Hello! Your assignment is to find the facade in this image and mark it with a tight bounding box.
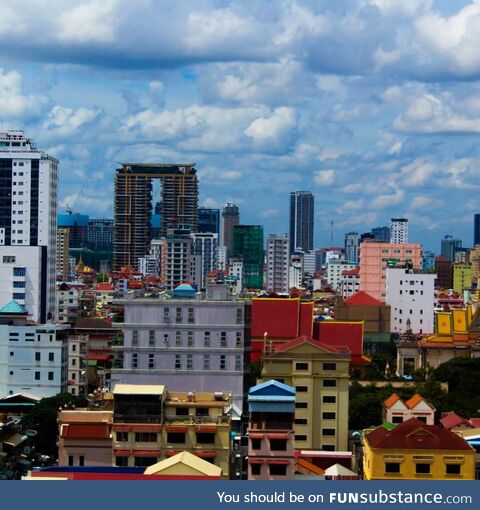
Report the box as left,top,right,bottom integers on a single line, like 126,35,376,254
386,268,436,334
390,218,408,244
0,301,67,398
114,163,198,271
57,228,70,281
345,232,360,265
112,284,245,408
0,131,58,322
266,234,290,293
160,225,192,290
112,384,231,478
262,336,350,451
360,242,422,301
453,262,473,294
190,232,218,288
233,225,264,289
248,380,295,480
327,260,357,292
363,418,475,480
222,204,240,261
197,207,220,237
440,235,462,264
290,191,315,253
372,227,390,243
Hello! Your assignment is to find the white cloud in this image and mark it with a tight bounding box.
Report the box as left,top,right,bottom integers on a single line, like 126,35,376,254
314,169,335,186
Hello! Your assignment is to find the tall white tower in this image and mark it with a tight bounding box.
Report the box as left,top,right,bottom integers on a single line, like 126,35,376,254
0,131,58,322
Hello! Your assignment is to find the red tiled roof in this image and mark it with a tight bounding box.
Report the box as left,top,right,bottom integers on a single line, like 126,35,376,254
61,423,110,439
314,320,363,356
366,418,472,452
383,393,400,409
275,335,348,354
344,290,383,306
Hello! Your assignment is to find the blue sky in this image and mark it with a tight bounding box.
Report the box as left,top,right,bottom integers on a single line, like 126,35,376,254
0,0,480,252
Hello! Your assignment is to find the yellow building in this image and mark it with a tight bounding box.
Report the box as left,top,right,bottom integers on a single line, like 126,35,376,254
262,336,350,451
363,418,475,480
112,384,231,478
453,262,473,294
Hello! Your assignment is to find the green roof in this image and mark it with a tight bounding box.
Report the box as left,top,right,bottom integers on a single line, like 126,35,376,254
0,299,28,315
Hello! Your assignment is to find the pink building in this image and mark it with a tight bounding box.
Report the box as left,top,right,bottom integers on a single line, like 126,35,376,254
360,242,422,301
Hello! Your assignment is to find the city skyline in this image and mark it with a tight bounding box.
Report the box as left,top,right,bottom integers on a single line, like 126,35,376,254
0,0,480,253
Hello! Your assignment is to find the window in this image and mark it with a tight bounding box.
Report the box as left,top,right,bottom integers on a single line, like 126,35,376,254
323,379,337,388
148,353,155,368
445,464,462,475
250,464,262,475
148,329,155,347
135,432,157,443
322,429,335,436
385,462,400,474
220,331,227,347
167,432,185,444
415,463,430,475
295,363,308,370
270,439,287,452
295,434,307,441
115,455,128,467
268,464,287,476
197,432,215,444
250,438,262,450
175,331,182,346
116,432,128,443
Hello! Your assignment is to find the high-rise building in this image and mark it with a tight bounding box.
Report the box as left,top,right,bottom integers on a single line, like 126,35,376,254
345,232,360,264
266,234,290,293
222,204,240,261
0,131,58,322
233,225,264,289
57,228,70,281
113,163,198,270
390,218,408,244
372,227,390,243
197,207,220,235
290,191,314,253
440,235,462,264
191,232,218,288
473,213,480,247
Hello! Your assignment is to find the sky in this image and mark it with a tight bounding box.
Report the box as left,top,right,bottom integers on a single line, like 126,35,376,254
0,0,480,253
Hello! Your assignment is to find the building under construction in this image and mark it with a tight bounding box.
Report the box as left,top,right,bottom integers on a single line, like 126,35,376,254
113,163,198,271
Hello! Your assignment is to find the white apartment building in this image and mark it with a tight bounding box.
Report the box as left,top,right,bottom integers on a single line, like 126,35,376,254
266,234,290,293
386,268,437,334
327,259,357,292
0,131,58,322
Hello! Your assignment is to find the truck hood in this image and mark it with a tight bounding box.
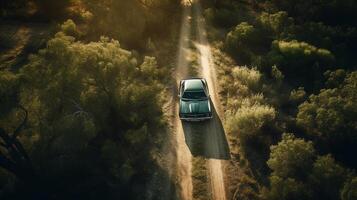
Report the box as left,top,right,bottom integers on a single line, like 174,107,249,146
180,100,211,114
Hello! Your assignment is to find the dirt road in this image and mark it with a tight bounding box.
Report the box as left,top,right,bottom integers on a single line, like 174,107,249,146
174,2,230,200
174,5,192,200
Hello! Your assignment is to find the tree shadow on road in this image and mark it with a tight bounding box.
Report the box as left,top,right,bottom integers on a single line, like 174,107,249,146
182,105,230,160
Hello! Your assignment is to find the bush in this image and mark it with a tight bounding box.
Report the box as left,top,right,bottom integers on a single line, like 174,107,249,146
61,19,79,37
263,176,311,200
267,40,334,89
35,0,72,20
14,32,162,199
309,155,348,200
341,177,357,200
0,71,20,117
232,67,262,91
225,22,261,64
267,134,315,180
259,11,294,39
227,104,276,156
296,72,357,166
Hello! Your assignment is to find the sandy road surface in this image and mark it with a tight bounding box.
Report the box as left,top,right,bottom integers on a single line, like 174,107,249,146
174,5,192,200
194,3,229,200
174,2,230,200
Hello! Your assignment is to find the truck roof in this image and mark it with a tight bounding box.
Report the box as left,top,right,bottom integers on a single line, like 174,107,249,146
184,79,204,91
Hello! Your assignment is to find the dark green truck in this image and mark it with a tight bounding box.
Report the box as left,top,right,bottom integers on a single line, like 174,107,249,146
179,78,212,121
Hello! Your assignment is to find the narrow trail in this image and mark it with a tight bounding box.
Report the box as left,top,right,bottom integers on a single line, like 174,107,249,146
174,1,230,200
194,3,226,200
174,5,193,200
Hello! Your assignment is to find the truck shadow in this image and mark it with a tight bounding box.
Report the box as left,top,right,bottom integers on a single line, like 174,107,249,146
181,105,230,160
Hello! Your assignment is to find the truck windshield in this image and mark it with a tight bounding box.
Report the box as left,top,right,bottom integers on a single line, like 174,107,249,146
182,90,207,99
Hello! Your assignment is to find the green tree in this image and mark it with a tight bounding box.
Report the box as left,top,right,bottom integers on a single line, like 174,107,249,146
225,22,260,64
309,155,348,200
267,133,315,180
263,175,311,200
267,40,335,89
296,72,357,166
341,177,357,200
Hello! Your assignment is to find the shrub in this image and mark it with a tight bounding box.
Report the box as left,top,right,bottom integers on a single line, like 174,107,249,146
263,176,311,200
232,67,262,91
227,104,276,153
309,155,348,199
267,133,315,180
225,22,260,64
267,40,334,88
61,19,79,37
259,11,294,38
296,72,357,166
341,177,357,200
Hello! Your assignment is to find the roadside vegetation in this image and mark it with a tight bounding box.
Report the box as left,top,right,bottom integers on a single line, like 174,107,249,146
204,0,357,200
0,0,180,199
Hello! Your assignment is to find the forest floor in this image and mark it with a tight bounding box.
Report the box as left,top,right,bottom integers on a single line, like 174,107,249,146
0,20,51,70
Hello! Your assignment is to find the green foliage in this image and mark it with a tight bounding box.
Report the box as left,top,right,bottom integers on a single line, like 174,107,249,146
83,0,180,50
309,155,348,200
61,19,79,37
267,133,315,179
267,40,335,87
289,87,306,104
259,11,294,38
341,177,357,200
34,0,72,19
11,29,163,199
263,175,311,200
268,0,357,25
225,22,261,64
0,71,20,117
232,67,262,91
297,72,357,166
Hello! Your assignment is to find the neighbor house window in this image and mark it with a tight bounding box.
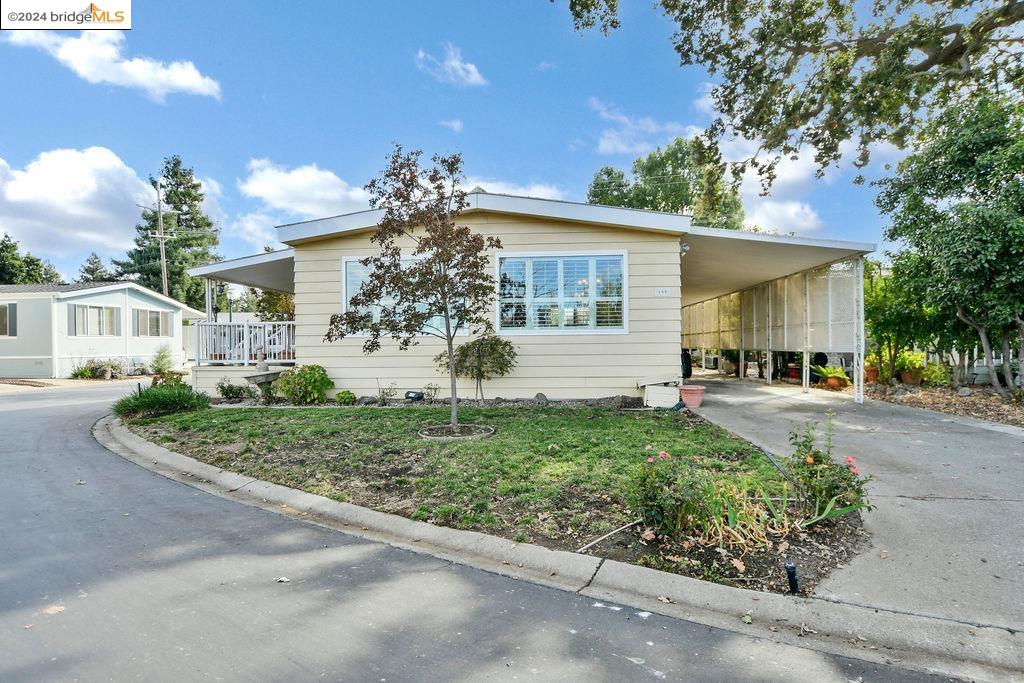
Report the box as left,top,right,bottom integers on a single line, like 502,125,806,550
68,304,121,337
0,303,17,337
344,258,455,334
498,254,626,332
132,308,174,337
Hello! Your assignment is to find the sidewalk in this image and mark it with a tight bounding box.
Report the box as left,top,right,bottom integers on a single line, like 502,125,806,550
693,376,1024,630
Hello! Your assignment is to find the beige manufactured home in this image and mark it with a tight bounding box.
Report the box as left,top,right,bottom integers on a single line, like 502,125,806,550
190,193,873,398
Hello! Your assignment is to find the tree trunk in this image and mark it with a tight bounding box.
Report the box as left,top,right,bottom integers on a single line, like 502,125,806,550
1014,313,1024,395
1002,328,1014,392
445,336,459,432
953,348,967,389
956,306,1010,398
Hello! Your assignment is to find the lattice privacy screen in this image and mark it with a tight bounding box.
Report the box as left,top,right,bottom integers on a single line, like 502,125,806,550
682,255,861,353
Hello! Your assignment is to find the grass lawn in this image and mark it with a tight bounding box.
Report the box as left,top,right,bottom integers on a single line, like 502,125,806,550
131,408,782,550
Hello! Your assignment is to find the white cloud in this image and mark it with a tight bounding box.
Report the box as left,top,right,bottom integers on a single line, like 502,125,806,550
225,211,282,249
239,159,370,218
464,175,565,200
0,147,155,258
743,199,824,234
437,119,463,133
416,43,487,87
588,97,698,156
5,31,220,102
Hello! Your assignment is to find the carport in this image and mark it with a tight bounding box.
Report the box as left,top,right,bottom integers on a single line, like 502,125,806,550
681,227,874,402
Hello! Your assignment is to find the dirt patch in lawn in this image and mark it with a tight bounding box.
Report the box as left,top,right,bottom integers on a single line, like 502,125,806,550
868,385,1024,427
129,407,864,592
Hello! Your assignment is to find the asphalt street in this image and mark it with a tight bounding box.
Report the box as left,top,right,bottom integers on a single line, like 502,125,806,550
0,385,946,682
━━━━━━━━
WHAT NEEDS TO BE DONE
Please transcribe the records above from the line with "Hello! Your assignment is to find the bush" to the line with "182,90,207,99", including both of those lines.

OUTPUT BELOW
Hello! Your assignment is to find the bush in this image and mark it with a tight bounding box.
Report the box as left,top,right,bottom integers on a single line, like 174,107,249,146
61,19,79,37
263,176,311,200
267,40,334,89
35,0,72,20
14,32,162,199
309,155,348,200
341,177,357,200
0,71,20,117
232,67,262,91
225,22,261,64
267,134,315,180
259,11,294,39
227,104,276,156
296,72,357,166
Hello! Your assignment is to find the sandy road surface in this image and mark it with a tight bounding box.
Report the box as left,top,right,bottom integers on a single line, like 174,107,249,146
174,5,192,200
194,3,229,200
174,2,230,200
Hello! Your assignment is to find the truck roof in this image and mark it with a tight bounding box.
Report the box as left,top,right,bottom integers on a single line, like 174,107,249,146
184,79,204,91
Hello! Your assignment is to find the dark green truck in this image and mark it with a tight bounding box.
Report the box as left,top,right,bottom integers on a single line, like 174,107,249,146
179,78,212,121
Hello! Your assignment is to find the narrow trail in this image and mark it with a tight bounding box.
Report the box as left,top,right,bottom integers on a single line, like 174,107,249,146
174,1,230,200
194,3,226,200
174,5,193,200
Hello! Your assignment is to find the truck shadow in this image and mark it with a tight bounding box.
Report the box as left,top,right,bottom integers on a single line, like 174,107,249,146
181,105,230,160
Hello! Your assignment is to find the truck windshield in this image and mark it with a tight bounding box.
Report the box as left,top,right,bottom integers on a single line, like 174,107,249,146
182,90,207,99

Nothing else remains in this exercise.